Work instructions: Copy the Excel formatting email starting at "At 04:13 PM" and ending at "Excel through formatting...", changing "client" to "customer".

Excerpted text:
Thanks Paul-

Your suggestion for accounting was very close to what I need, 
although in Excel 2003 (which is what I have), the column is not 
blank, it leaves a dash for some reason.

However, as a result of your suggestion, I noticed the Custom format 
option, and found that I could do it by using # sign for each place.

I'll have to see if there's a way to make this format permanent, so 
they don't have to re-do this every time they run the vfp report to 
get the data.

Anyway, thanks for your suggestion, very helpufl.

-Steve


At 04:13 PM 09/17/2009, you wrote:
>On Thu, Sep 17, 2009 at 8:56 PM, Steve Ellenoff <[email protected]> wrote:
> > I have an app that exports a bunch of data to excel using the COPY TO
> > XL5 command. The client recently asked if the numeric fields could be
> > blank when the value was zero for easy reading. I couldn't find any
> > easy way to do this in Excel through formatting...

Listed records:
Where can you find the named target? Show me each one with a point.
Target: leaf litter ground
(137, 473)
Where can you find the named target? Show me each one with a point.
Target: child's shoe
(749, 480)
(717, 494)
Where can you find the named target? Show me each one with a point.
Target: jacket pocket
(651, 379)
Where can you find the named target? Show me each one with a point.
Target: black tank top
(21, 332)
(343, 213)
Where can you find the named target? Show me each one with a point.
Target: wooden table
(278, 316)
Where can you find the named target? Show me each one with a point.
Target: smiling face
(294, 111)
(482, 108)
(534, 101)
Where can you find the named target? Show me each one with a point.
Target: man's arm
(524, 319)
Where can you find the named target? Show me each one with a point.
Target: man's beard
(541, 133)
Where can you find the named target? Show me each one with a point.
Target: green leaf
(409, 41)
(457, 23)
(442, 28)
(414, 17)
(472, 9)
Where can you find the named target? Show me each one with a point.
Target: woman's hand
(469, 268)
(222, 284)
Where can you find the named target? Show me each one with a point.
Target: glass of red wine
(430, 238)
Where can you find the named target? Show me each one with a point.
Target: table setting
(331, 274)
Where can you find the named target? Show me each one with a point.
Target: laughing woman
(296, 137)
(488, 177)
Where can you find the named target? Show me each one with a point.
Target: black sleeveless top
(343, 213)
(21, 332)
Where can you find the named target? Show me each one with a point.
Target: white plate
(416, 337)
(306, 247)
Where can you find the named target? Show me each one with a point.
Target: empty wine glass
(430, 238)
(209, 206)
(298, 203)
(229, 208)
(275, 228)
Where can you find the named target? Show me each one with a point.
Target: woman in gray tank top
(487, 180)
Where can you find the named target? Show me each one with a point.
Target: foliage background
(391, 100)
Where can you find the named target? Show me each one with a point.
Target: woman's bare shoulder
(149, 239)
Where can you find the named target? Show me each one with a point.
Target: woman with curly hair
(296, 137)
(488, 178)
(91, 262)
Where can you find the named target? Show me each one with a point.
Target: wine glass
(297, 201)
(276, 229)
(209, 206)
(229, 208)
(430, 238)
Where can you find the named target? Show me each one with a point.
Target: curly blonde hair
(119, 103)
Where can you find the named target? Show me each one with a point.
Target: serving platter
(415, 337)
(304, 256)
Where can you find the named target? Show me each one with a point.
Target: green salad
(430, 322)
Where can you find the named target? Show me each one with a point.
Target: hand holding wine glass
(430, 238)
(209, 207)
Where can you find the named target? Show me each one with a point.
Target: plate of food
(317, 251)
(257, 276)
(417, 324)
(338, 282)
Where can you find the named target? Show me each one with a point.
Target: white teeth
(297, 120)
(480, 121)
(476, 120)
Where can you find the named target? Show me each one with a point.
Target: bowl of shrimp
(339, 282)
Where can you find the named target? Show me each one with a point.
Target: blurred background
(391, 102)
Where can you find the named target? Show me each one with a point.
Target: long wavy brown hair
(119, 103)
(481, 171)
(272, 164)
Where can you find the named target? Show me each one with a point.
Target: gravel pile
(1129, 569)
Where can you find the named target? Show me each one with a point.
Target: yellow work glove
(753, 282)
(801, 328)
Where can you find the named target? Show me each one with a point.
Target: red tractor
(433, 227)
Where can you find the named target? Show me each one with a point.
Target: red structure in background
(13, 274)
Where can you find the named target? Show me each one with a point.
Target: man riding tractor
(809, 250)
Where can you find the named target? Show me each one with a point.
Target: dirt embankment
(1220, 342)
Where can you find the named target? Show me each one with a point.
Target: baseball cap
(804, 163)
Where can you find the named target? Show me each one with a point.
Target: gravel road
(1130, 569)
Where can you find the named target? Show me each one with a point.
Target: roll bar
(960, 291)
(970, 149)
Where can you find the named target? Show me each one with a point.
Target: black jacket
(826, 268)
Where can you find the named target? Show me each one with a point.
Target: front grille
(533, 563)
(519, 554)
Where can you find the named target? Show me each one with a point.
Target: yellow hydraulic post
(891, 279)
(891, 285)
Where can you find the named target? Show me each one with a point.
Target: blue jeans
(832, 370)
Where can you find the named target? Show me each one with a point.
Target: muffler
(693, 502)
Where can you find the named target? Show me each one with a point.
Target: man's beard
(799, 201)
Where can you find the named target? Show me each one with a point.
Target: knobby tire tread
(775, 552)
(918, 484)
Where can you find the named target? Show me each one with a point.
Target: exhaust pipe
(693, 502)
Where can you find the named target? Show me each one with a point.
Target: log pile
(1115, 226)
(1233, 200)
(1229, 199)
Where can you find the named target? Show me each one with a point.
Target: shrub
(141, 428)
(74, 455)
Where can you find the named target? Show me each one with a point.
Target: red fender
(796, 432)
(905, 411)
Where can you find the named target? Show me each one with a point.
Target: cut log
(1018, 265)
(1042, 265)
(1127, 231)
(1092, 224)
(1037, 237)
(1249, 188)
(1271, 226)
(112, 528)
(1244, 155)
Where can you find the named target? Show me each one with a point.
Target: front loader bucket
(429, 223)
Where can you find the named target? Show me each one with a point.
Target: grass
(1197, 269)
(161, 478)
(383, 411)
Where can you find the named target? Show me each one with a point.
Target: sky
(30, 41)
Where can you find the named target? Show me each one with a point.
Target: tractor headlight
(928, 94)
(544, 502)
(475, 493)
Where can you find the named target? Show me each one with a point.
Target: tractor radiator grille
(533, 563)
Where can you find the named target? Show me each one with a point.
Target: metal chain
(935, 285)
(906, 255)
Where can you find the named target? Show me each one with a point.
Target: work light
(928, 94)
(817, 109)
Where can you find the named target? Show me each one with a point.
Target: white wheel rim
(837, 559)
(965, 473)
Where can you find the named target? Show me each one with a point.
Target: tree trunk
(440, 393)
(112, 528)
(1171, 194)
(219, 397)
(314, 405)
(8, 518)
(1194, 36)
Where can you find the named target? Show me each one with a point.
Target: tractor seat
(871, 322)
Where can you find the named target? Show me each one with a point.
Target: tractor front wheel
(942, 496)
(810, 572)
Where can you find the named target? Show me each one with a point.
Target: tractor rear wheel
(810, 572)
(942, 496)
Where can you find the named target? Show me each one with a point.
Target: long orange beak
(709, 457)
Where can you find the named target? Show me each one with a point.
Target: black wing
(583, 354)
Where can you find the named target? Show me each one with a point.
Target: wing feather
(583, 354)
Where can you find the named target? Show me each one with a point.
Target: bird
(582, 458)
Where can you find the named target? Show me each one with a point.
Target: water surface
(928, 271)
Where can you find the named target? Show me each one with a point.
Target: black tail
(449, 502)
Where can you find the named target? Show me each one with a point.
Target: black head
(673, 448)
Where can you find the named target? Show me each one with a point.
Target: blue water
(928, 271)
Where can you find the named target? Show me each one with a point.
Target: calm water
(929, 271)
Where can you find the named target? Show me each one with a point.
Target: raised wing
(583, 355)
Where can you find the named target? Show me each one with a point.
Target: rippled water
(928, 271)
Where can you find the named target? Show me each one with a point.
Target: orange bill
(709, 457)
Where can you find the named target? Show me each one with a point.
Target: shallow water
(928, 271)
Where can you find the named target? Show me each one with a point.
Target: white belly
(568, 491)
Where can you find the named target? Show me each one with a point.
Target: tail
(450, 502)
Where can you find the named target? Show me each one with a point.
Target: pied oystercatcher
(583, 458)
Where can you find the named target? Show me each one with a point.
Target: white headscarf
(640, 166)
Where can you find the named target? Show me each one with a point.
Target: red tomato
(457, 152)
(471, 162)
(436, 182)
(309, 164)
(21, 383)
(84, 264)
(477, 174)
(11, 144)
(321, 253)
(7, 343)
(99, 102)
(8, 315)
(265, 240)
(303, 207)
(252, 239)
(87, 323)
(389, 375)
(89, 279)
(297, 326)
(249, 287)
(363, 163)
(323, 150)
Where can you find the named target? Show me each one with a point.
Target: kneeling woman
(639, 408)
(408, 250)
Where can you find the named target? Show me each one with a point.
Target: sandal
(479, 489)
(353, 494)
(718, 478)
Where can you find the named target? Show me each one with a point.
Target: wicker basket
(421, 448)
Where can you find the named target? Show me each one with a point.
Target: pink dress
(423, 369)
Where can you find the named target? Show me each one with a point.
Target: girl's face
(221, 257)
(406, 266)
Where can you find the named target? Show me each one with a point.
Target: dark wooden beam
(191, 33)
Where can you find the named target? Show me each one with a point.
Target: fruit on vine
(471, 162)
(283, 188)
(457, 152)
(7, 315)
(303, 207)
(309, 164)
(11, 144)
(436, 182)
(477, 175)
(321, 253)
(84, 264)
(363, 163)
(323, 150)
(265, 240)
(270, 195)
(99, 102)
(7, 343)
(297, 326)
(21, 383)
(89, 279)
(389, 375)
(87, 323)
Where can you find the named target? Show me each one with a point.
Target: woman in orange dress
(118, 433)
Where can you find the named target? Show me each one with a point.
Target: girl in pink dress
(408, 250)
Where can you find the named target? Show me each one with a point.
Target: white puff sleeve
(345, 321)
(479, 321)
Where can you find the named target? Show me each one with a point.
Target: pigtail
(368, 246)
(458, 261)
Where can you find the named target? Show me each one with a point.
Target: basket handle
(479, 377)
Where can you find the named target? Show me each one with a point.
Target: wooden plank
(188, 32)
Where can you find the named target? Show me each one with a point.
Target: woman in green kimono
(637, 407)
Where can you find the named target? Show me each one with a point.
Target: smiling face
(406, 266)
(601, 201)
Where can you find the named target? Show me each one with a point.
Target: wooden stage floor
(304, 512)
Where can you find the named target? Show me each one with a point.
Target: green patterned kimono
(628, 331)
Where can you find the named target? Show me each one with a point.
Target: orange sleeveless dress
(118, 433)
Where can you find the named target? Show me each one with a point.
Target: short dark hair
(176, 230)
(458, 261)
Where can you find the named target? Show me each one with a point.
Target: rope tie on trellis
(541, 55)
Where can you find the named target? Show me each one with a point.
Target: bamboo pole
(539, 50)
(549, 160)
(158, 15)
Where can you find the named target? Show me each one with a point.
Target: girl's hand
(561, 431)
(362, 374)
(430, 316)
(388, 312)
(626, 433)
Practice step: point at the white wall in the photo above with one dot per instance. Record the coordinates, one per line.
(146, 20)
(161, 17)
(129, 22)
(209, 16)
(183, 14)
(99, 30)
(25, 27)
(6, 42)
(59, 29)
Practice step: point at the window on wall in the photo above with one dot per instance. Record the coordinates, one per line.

Right answer:
At 04:13 PM 09/17/2009, you wrote:
>On Thu, Sep 17, 2009 at 8:56 PM, Steve Ellenoff <[email protected]> wrote:
> > I have an app that exports a bunch of data to excel using the COPY TO
> > XL5 command. The customer recently asked if the numeric fields could be
> > blank when the value was zero for easy reading. I couldn't find any
> > easy way to do this in Excel through formatting...